*Document extract*:
--- START ---
Clauses to set the context:

These are important for programming in a programming model with shared memory. They are used together with the PARALLEL, DO/for and SECTIONS directives.

PRIVATE - the variables from the list are private in every thread;
SHARED - the variables from the list are shared by the threads of the current team;
DEFAULT - it allows the user to set the default "PRIVATE", "SHARED" or "NONE" for all the variables from a parallel region;
FIRSTPRIVATE - it combines the functionality of the clause PRIVATE with the automated initialization of the variables from the list: the initialisation of the local variables is made using the previous value from the cycle;
LASTPRIVATE - it combines the functionality of the PRIVATE clause with a copy of the last iteration from the current section;
COPYIN - it offers the possibility to assign the same value to the variables THREADPRIVATE for all the threads in the pool;
REDUCTION - it makes a reduction on the variables that appear in the list (with a specific operation: + - * /,etc.).
--- END ---
*Exercise tasks*:
a – Name every clause that the passage on context-setting clauses describes.
b – Write the next part of the passage on context-setting clauses, starting after its final line.

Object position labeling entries
--- START ---
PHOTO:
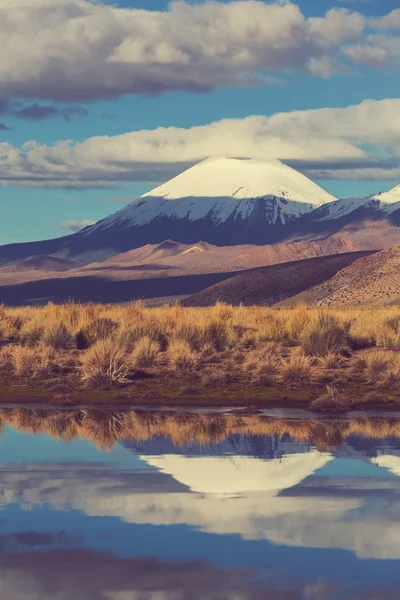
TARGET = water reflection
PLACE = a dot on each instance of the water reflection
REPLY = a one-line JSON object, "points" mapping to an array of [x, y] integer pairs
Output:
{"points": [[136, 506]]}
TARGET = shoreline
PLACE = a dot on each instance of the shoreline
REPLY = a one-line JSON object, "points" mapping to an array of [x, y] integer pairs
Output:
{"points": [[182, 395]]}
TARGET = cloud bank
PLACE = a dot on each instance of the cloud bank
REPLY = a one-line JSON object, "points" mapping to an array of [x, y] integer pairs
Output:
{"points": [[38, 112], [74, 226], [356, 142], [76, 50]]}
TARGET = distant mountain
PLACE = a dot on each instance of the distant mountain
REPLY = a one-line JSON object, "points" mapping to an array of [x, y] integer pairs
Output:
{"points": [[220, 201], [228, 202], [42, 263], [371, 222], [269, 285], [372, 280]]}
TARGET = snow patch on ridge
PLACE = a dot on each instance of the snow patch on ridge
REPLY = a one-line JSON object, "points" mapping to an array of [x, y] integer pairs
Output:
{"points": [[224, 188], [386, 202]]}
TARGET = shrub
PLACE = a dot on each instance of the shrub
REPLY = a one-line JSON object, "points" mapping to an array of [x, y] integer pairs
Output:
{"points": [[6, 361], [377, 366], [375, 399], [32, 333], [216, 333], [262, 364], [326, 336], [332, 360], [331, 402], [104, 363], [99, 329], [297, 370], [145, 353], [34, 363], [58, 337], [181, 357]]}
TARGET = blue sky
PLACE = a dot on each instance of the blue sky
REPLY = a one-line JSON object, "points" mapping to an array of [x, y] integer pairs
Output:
--- END ---
--- START ---
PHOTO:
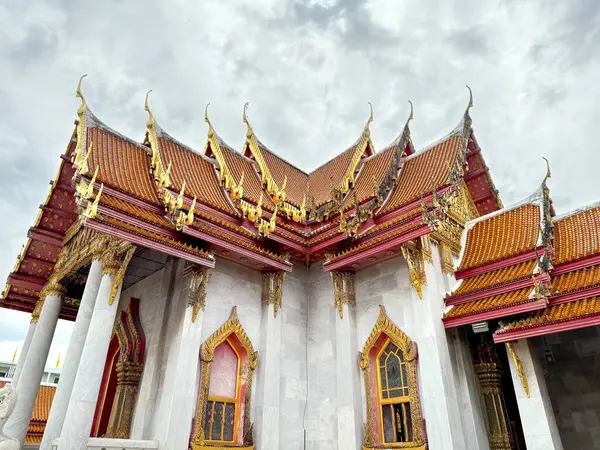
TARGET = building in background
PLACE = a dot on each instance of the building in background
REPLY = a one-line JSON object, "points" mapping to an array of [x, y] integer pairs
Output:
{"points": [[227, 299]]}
--- END ---
*Set of answers*:
a – PRIVATE, SHARED, DEFAULT, FIRSTPRIVATE, LASTPRIVATE, COPYIN, REDUCTION

b –
 

OpenMP Examples

examples

OpenMP Environment Variables

OpenMP provides the following environment variables for controlling the execution of parallel code. All environment variable names are uppercase. The values assigned to them are not case sensitive.


OMP_SCHEDULE

Applies only to DO, PARALLEL DO (Fortran) and for, parallel for C/C++ directives which have their schedule clause set to RUNTIME. The value of this variable determines how iterations of the loop are scheduled on processors. For example:

setenv OMP_SCHEDULE "guided, 4"
setenv OMP_SCHEDULE "dynamic"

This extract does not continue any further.